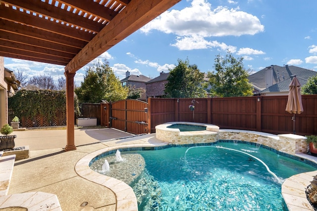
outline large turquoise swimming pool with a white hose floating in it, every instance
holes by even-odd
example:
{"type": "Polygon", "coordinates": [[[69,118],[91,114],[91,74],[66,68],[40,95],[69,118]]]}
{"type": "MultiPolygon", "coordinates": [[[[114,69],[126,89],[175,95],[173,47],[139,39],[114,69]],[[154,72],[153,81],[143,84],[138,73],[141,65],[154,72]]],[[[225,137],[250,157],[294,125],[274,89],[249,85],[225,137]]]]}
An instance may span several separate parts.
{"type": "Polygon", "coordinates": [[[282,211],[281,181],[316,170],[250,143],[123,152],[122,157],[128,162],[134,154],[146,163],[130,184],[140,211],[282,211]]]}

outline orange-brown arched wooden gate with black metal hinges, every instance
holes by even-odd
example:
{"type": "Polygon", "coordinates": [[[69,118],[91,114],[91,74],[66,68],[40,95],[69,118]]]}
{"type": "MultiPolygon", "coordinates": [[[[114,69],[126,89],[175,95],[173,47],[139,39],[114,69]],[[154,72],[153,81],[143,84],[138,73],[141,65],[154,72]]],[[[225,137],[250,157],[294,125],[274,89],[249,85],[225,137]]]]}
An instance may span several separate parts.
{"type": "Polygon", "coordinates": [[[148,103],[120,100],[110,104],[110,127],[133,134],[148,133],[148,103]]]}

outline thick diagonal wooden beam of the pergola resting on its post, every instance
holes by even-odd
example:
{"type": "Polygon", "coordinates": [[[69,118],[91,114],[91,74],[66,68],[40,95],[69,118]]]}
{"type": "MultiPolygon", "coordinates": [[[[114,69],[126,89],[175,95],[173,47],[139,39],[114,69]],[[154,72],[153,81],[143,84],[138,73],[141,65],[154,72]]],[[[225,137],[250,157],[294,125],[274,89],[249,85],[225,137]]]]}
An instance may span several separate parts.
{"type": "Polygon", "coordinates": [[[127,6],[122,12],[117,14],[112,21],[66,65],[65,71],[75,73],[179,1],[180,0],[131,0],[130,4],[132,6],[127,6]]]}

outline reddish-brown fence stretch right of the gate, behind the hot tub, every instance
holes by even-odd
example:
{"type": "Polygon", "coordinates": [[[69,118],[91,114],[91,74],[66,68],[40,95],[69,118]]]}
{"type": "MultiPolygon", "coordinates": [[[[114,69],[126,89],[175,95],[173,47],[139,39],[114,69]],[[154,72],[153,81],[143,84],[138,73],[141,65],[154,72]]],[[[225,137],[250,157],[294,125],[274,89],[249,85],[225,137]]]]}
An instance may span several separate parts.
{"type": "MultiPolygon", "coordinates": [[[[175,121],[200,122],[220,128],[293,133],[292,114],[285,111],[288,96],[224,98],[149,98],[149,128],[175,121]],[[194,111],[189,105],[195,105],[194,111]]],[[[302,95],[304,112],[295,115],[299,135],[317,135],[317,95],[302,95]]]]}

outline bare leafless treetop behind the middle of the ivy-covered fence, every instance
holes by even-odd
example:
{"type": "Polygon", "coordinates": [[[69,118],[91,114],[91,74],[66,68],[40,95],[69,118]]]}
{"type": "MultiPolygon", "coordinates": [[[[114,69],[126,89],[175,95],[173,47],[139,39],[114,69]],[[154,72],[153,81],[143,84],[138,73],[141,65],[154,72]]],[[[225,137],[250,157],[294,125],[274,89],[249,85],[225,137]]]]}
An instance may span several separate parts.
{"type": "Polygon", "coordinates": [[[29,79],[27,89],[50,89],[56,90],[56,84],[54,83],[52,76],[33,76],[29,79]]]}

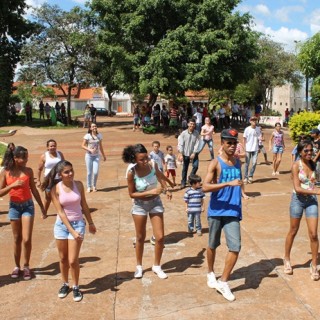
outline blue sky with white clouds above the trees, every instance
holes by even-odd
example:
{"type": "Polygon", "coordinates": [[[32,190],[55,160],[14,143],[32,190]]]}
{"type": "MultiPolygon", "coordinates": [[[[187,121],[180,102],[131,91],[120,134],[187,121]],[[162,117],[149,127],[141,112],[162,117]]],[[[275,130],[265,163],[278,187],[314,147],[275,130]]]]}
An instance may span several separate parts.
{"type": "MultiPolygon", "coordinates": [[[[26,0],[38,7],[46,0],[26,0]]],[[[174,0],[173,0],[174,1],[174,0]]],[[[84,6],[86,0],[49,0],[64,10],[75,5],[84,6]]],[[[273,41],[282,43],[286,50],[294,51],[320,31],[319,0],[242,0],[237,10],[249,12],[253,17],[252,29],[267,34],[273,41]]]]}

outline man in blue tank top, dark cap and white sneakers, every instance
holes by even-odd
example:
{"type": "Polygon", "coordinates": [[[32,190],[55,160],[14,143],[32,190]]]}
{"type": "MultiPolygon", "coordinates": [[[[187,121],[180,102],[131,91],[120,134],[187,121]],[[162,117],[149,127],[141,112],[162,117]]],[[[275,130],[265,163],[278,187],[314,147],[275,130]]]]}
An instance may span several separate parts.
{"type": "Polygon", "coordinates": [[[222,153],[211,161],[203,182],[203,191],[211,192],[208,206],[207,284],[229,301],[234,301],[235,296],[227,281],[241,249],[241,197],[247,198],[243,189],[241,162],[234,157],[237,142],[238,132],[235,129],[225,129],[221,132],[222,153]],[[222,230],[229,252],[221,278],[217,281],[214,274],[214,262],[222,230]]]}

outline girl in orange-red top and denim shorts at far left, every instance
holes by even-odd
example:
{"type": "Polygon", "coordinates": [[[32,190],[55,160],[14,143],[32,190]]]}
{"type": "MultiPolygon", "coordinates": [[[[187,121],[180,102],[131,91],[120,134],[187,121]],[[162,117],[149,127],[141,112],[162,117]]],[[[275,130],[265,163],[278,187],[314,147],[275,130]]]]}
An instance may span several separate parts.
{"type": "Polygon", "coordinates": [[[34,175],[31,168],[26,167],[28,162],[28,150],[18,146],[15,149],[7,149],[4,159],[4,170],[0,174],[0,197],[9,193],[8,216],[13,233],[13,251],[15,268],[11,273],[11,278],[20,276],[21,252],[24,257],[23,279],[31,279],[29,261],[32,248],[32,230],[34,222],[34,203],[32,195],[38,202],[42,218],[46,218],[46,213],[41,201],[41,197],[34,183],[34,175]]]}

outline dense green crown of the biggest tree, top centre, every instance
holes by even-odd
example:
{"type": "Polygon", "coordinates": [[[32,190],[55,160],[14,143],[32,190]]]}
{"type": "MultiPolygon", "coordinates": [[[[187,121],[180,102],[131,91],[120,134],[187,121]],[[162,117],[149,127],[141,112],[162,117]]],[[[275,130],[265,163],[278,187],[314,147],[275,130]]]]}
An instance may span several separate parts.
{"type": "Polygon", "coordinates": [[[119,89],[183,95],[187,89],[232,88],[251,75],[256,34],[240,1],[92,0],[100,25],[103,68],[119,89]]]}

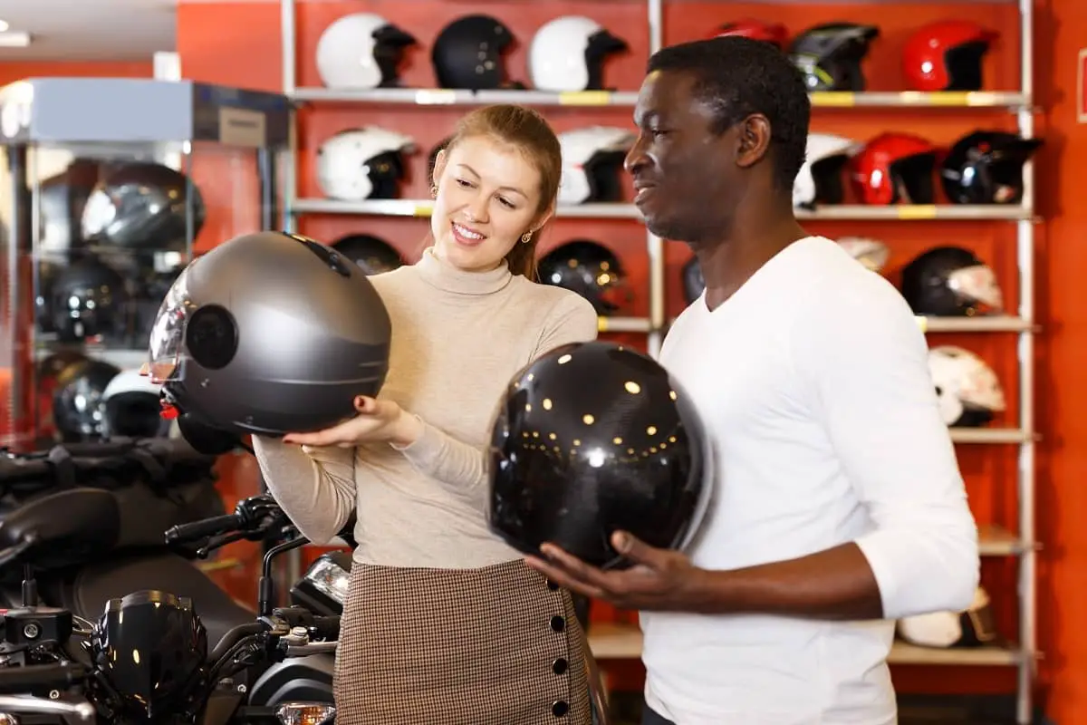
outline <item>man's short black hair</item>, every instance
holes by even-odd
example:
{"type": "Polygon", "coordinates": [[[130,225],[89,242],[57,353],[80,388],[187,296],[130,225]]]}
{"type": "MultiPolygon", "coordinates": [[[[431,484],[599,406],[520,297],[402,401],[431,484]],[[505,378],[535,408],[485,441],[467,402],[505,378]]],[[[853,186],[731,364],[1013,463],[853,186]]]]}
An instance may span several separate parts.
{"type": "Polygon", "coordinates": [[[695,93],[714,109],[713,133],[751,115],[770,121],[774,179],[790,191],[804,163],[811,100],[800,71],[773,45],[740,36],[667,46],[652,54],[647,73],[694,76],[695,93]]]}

----------------

TASK PROMPT
Take every line from the data that includes the word "white".

RESULT FOR THIS TASK
outline large turquoise swimming pool with a white hose floating in it, every instance
outline blue sky with white clouds above the trees, every instance
outline man in blue tank top, dark cap and white sneakers, every instance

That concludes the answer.